— PAGE EXCERPT —
Moreover, the Navy is willing to grant exemptions for non-religious reasons. Its mandate includes carveouts for those participating in clinical trials and those with medical contraindications and allergies to vaccines. Pls.’ App. 154–59. Because these categories of exempt servicemembers are still deployable, a clinical trial participant who receives a placebo may find himself ill in the high-stakes situation that Defendants fear. Defs.’ Resp. 34, 48, ECF No. 43. As a result, the mandate is underinclusive. “Indeed, underinclusiveness . . . is often regarded as a telltale sign that the government’s interest in enacting a liberty-restraining pronouncement is not in fact ‘compelling.’” BST Holdings, LLC v. Occupational Safety & Health Admin., 17 F.4th 604, 616 (5th Cir. 2021).

Data extracted from a collection

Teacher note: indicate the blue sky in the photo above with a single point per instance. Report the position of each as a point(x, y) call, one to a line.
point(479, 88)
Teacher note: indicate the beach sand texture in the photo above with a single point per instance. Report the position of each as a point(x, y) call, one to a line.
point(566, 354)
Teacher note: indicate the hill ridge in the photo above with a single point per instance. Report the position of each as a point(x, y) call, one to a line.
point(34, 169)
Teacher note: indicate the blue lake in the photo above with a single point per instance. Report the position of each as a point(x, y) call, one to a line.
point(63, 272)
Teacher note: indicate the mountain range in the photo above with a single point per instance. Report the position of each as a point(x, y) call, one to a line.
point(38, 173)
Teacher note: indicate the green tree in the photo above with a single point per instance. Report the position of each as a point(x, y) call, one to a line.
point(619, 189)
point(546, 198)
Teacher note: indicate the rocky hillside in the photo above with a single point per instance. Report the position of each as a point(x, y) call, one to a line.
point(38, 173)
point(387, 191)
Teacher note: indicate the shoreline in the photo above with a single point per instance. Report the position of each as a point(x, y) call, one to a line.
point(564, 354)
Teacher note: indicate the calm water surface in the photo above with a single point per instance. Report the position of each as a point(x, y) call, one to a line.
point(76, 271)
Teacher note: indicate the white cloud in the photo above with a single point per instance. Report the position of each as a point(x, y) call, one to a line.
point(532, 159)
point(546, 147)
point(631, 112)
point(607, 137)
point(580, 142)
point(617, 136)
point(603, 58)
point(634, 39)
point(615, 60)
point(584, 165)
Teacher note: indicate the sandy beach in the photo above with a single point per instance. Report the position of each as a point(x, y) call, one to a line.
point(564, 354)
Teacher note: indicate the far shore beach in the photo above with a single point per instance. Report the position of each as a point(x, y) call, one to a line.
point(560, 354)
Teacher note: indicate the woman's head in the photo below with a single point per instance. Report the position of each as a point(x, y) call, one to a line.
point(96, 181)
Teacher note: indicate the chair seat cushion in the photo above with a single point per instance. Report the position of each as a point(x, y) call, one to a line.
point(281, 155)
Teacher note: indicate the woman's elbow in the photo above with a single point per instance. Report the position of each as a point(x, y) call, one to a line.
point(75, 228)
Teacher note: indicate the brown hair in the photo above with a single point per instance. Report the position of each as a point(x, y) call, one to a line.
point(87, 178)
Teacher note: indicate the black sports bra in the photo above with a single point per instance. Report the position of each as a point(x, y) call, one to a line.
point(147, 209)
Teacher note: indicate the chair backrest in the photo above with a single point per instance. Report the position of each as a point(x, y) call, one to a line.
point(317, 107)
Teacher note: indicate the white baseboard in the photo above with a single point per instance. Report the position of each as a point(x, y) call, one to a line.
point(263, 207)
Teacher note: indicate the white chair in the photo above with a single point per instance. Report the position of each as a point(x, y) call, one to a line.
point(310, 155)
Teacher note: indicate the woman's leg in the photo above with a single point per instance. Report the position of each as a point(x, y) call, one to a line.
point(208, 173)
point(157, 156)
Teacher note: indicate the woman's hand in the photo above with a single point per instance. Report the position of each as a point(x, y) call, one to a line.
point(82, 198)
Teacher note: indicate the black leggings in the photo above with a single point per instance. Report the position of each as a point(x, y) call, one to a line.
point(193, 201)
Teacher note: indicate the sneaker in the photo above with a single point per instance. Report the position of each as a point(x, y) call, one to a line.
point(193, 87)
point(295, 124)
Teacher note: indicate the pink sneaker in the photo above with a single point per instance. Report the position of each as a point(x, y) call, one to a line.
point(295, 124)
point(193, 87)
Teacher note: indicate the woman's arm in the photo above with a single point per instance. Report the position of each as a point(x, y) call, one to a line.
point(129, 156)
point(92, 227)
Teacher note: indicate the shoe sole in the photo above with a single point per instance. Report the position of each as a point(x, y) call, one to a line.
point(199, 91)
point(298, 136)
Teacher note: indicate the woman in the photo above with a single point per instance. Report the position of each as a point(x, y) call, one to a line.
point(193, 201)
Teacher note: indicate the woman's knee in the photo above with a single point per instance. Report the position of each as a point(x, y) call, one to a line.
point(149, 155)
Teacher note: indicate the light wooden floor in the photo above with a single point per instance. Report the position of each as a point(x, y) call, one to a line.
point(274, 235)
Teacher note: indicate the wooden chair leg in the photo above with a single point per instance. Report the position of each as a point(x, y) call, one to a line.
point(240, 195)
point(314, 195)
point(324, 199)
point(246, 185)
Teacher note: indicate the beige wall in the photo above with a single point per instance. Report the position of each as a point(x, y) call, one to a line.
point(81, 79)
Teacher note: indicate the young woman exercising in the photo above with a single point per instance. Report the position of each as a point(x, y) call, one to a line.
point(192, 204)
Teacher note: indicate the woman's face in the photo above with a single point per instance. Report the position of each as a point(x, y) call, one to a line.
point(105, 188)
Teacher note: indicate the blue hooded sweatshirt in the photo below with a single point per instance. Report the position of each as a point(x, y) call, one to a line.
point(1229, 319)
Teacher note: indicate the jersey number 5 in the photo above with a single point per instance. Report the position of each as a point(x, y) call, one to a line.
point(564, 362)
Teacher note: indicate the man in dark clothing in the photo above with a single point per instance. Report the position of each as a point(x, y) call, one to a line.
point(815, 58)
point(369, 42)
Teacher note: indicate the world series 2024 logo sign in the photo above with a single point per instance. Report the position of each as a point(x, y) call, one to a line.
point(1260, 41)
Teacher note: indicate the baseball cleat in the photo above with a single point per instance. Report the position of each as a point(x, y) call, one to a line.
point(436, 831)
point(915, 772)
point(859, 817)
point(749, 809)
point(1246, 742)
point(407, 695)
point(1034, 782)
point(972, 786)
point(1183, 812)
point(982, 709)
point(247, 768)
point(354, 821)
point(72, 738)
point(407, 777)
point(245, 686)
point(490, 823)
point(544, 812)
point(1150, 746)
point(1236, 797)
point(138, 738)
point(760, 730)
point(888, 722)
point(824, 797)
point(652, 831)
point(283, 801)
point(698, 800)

— REQUIRED ACTION 1 —
Which citations appear in the excerpt on the Navy's vaccine mandate? List every one.
— REQUIRED ACTION 2 —
Could you carry on the excerpt on the Navy's vaccine mandate from its final sentence?

— EXPECTED ANSWER 1 —
- Pls.’ App. 154–59
- Defs.’ Resp. 34, 48, ECF No. 43
- BST Holdings, LLC v. Occupational Safety & Health Admin., 17 F.4th 604, 616 (5th Cir. 2021)

— EXPECTED ANSWER 2 —
O’Connor ruled that RFRA’s requirement for narrow tailoring to a state interest doesn’t apply here because the Navy’s case fails on more basic grounds. This, though, would show that the DoD would still lose the case even if its exemption process wasn’t so thoroughly dishonest. RFRA requires any rule or regulation that infringes on a constitutional right to be narrowly tailored to a compelling state interest — and maintaining the health of its fighting forces would certainly qualify. However, it’s clear in O’Connor’s ruling that the DoD hasn’t even bothered to hide the punitive nature of this mandate, let alone the lack of narrow tailoring.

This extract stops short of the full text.